*OBJECTIVE*. Return, exactly, the line that contains "formatted like (353,46)" together with all lines after it to the end of the entries, and no further lines.

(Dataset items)
+---+

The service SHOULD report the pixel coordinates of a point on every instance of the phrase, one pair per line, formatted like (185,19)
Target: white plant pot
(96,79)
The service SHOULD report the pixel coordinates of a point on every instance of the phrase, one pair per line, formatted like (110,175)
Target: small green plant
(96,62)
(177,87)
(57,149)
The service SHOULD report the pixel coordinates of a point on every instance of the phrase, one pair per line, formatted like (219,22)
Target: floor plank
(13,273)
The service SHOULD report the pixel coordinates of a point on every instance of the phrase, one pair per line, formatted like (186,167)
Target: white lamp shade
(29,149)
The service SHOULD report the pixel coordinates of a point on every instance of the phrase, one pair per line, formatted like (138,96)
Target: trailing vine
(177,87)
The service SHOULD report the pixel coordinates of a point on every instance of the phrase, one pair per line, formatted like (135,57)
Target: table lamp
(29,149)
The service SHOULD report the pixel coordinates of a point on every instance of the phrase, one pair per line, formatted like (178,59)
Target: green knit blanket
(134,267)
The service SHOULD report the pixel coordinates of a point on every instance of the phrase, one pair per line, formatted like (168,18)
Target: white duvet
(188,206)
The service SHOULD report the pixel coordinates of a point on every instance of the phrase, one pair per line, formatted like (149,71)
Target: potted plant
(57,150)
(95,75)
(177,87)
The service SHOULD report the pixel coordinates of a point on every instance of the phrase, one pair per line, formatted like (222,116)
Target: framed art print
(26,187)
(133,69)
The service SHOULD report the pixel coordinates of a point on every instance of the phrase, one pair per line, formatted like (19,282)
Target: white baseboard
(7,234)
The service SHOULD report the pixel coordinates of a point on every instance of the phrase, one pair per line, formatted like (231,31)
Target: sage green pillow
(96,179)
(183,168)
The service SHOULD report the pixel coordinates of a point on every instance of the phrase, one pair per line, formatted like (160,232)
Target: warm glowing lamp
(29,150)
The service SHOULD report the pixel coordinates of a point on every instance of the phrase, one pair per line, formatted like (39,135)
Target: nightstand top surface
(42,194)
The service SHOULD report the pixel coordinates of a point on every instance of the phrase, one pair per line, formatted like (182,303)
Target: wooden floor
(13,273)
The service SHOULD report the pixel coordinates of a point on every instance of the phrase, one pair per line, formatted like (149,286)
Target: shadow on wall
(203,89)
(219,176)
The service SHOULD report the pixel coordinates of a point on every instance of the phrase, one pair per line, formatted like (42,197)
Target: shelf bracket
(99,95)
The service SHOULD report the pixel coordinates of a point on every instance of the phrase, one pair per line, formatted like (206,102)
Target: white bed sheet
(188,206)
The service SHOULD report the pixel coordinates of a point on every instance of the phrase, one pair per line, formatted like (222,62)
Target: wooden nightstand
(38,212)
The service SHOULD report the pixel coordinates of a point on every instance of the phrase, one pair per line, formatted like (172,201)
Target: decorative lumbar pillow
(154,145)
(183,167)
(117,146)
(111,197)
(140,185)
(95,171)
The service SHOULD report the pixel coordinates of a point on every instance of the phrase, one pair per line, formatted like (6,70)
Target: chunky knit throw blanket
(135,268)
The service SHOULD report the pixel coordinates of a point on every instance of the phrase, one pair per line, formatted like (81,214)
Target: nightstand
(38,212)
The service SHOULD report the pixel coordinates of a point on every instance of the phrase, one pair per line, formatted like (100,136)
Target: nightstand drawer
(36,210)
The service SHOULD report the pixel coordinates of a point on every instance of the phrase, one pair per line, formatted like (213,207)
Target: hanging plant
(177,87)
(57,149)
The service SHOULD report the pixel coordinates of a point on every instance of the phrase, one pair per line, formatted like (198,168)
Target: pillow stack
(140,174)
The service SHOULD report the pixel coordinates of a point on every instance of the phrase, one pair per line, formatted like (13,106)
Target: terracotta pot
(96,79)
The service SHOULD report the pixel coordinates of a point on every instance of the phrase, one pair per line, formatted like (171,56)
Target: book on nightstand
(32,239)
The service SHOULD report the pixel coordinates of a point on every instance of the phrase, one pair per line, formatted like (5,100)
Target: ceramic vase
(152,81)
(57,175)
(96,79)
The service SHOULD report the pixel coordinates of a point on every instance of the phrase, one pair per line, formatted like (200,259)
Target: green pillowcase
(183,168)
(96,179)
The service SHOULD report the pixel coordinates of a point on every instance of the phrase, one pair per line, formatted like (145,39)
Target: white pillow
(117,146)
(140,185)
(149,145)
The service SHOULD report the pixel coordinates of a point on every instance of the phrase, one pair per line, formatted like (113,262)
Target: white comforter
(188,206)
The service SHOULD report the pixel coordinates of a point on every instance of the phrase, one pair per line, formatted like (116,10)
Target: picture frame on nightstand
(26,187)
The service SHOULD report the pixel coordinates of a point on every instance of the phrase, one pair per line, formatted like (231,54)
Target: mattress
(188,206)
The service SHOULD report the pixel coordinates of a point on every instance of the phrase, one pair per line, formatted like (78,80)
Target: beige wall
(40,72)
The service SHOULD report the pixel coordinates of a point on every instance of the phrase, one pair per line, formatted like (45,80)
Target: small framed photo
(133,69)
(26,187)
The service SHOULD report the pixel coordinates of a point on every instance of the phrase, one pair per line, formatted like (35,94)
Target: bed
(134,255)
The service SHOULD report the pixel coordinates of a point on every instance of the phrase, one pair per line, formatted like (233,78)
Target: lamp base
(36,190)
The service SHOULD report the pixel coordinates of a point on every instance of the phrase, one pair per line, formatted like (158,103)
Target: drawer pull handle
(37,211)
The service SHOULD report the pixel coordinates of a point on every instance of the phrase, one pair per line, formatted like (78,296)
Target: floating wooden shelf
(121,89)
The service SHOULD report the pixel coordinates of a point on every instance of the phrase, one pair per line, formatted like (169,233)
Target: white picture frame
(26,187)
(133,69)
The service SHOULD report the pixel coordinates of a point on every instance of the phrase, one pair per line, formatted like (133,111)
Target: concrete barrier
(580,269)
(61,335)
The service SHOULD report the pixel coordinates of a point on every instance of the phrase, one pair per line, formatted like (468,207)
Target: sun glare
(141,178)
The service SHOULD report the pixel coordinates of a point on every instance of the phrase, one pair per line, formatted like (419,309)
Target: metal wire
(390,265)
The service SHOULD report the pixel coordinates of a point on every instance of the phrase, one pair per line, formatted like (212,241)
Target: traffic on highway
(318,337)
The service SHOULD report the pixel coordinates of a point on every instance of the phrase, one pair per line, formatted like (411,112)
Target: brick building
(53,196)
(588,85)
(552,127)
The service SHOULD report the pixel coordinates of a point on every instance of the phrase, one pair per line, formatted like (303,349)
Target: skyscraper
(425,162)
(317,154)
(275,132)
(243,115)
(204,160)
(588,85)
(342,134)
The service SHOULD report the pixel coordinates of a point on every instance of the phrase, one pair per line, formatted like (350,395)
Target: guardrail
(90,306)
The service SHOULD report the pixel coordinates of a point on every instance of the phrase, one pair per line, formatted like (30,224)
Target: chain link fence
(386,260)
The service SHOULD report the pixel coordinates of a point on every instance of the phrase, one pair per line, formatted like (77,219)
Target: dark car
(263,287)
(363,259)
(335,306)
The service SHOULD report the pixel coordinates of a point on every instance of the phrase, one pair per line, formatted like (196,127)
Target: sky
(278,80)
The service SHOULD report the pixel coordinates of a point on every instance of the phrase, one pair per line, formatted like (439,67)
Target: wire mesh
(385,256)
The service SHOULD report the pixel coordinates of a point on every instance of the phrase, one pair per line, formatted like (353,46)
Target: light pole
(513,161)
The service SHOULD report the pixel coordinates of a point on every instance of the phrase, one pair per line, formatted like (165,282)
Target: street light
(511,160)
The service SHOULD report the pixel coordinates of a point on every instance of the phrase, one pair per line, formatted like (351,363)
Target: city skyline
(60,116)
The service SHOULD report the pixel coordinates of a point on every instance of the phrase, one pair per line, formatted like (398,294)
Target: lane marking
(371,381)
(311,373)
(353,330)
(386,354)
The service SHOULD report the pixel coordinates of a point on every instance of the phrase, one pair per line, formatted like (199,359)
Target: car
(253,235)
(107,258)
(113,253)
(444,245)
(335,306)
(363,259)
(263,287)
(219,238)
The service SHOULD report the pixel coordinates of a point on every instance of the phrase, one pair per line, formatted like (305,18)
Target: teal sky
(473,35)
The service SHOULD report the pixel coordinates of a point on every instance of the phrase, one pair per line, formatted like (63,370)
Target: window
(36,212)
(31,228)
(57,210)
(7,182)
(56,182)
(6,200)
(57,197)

+---+

*FULL ANSWER*.
The service SHOULD report the pixel coordinates of a point on every instance of the phrase, one pair per line, formatted like (353,46)
Target: light pole
(513,161)
The service SHOULD report the pixel coordinates of a point on every instance of the phrase, one pair per line, formatted like (165,282)
Target: street light
(511,160)
The service SHOULD report the pixel coordinates of a point on every instance of the phrase, one pair per line, formatted like (351,363)
Target: city skyline
(60,116)
The service SHOULD report the pixel coordinates of a point on every instance of the phrase, one pair per line, formatted like (398,294)
Target: lane marking
(371,381)
(311,373)
(353,330)
(386,354)
The service SHOULD report the pixel coordinates of a point on every instance of the phrase, one pair per line, formatted like (199,359)
Target: car
(253,235)
(107,258)
(113,253)
(444,245)
(335,306)
(363,259)
(263,287)
(219,238)
The service SHOULD report the pixel coordinates of a point on every instance of the phrase, one pair per line, formatted like (305,18)
Target: teal sky
(473,35)
The service SHOULD report the pixel coordinates of a point on every instance of the phrase, one pair per line, formatted like (63,370)
Target: window
(36,212)
(31,228)
(57,210)
(7,182)
(56,182)
(6,200)
(57,197)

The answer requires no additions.